**Exercise goal**. No images, please. Copy each entry below exactly as it reads.
--- START ---
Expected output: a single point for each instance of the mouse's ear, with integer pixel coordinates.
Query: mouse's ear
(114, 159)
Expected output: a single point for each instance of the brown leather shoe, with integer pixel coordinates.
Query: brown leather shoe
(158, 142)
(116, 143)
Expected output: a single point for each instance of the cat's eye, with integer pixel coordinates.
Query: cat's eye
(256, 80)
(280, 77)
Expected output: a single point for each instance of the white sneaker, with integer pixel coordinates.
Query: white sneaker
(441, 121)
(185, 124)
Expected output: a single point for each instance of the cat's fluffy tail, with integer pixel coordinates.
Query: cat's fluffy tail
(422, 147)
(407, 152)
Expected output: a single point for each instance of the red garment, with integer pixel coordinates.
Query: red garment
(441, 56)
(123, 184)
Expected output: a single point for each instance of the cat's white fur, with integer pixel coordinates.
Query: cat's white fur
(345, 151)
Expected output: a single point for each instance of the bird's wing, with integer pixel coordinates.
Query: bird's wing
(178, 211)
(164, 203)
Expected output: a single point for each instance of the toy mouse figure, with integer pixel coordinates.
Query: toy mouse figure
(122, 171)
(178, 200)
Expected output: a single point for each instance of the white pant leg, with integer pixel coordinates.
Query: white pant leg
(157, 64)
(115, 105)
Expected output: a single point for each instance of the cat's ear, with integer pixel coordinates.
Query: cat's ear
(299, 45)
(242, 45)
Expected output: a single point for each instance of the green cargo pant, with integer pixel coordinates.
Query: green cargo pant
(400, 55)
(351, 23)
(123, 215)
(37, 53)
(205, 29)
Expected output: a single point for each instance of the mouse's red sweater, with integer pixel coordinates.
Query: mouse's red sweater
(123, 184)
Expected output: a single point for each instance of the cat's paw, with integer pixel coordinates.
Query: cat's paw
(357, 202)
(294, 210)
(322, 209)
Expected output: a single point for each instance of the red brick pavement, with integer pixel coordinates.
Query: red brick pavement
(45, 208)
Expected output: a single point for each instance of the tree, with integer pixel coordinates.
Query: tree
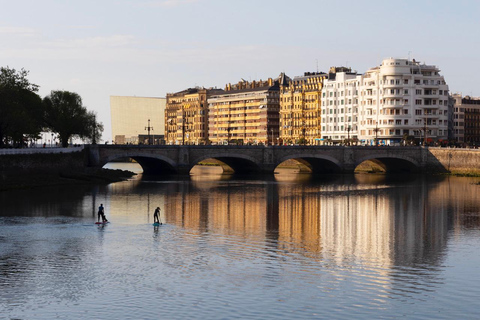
(66, 116)
(21, 109)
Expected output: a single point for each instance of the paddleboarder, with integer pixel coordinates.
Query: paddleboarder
(156, 215)
(101, 213)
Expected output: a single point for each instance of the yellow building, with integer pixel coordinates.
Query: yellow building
(132, 116)
(300, 106)
(245, 113)
(186, 116)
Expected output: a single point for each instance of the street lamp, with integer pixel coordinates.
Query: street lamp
(348, 135)
(376, 133)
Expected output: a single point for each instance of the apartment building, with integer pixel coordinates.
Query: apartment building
(300, 107)
(403, 99)
(466, 122)
(186, 116)
(340, 101)
(245, 113)
(400, 100)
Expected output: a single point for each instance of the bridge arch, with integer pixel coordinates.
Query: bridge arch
(240, 163)
(392, 164)
(317, 163)
(151, 164)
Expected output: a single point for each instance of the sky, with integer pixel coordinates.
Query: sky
(148, 48)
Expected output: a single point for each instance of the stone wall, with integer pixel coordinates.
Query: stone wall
(456, 161)
(41, 163)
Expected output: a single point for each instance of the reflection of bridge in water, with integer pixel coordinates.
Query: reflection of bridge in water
(264, 159)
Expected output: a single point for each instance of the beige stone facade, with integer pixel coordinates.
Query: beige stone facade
(186, 116)
(245, 113)
(131, 117)
(300, 106)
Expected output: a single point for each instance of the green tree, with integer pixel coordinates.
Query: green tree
(21, 111)
(66, 116)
--- END ---
**Solution to the problem**.
Expected output: a single point for each instance of the mouse's ear, with integer pixel coordinates.
Query: mouse's ear
(114, 159)
Expected output: a single point for each instance of the brown leather shoe, with integer pixel coordinates.
Query: brown leather shoe
(158, 142)
(116, 143)
Expected output: a single point for each instance of the cat's eye, with integer pixel coordinates.
Query: cat's eye
(256, 80)
(280, 77)
Expected output: a single point for each instance of the white sneaker, with integer pixel coordinates.
Query: white sneaker
(441, 121)
(185, 124)
Expected output: a single point for each instance of the cat's fluffy tail, with integer pixel coordinates.
Query: cat's fluffy tail
(422, 147)
(407, 152)
Expected output: a single point for each instance of the red garment, with integer pixel coordinates.
Query: red garment
(441, 56)
(123, 184)
Expected output: a single point for each instance of the cat's white fur, with integer pixel coordinates.
Query: cat's white fur
(345, 151)
Expected output: a single point for each instance of the bird's wing, with integer pixel coordinates.
Query: bird's wing
(178, 211)
(164, 203)
Expected output: a single point for each instance of the toy mouse figure, with integer pixel coordinates.
Query: toy mouse figure
(122, 171)
(178, 200)
Expected output: a single point for each instance of the white pant leg, with integer pixel coordinates.
Query: white pant leg
(157, 64)
(115, 105)
Expected output: a single point for each instance of the cat's ear, with integer pixel coordinates.
Query: cat's ear
(299, 45)
(242, 45)
Expected output: a single point for each instance of the green cargo pant, with integer pixel coordinates.
Query: green cargo pant
(400, 55)
(351, 23)
(123, 215)
(37, 53)
(205, 29)
Expected output: a single point for each instance of the mouse's red sweater, with integer pixel coordinates.
Query: mouse's red sweater
(123, 184)
Expected output: a single point for each instance of the cat's paw, with integer pixel coordinates.
Query: cat's paw
(357, 202)
(294, 210)
(322, 209)
Expected output: a single point for each instance of the red brick pavement, with integer pixel coordinates.
Query: red brick pavement
(45, 208)
Expected output: a single point for each instance of the tree, with integer pixel coordinates.
Query: tree
(66, 116)
(21, 109)
Expected output: a single point for each instance of the paddleboarder, with integer pixel coordinates.
Query: paddleboarder
(156, 215)
(101, 213)
Expected output: a single point for each instance of the yellow building, with integer pixel coordinates.
Query: yellow building
(132, 116)
(300, 106)
(245, 113)
(186, 116)
Expected output: a single point for each instance of the street lamp, with integer pixel coordinates.
Query: street lamp
(348, 135)
(376, 133)
Expected output: a single point for each instance of the apartment building, with integer pixel coordinates.
Query: apartment building
(300, 107)
(403, 99)
(466, 122)
(186, 116)
(340, 101)
(245, 113)
(400, 100)
Expected output: a single point for each instance of the bridge arch, with integer pixel coordinates.
Query: bridge arch
(240, 163)
(392, 164)
(317, 163)
(151, 164)
Expected output: a single point for each instance of the sky, with integer pixel coordinates.
Query: sky
(148, 48)
Expected output: a single point for each instance of the stone wall, with integer pixel coordinates.
Query: stone wall
(456, 161)
(41, 163)
Expected output: a single point for each instance of the reflection of bridge in water, with integer pixel coordinates.
Query: reflection of bridge in water
(264, 159)
Expected output: a single point for each instance of the beige stone facade, with integer pixel coordinates.
Query: beige stone facade
(186, 116)
(245, 113)
(131, 117)
(300, 106)
Expected output: a single point for each instance of the green tree, with integer pixel coordinates.
Query: green tree
(21, 111)
(66, 116)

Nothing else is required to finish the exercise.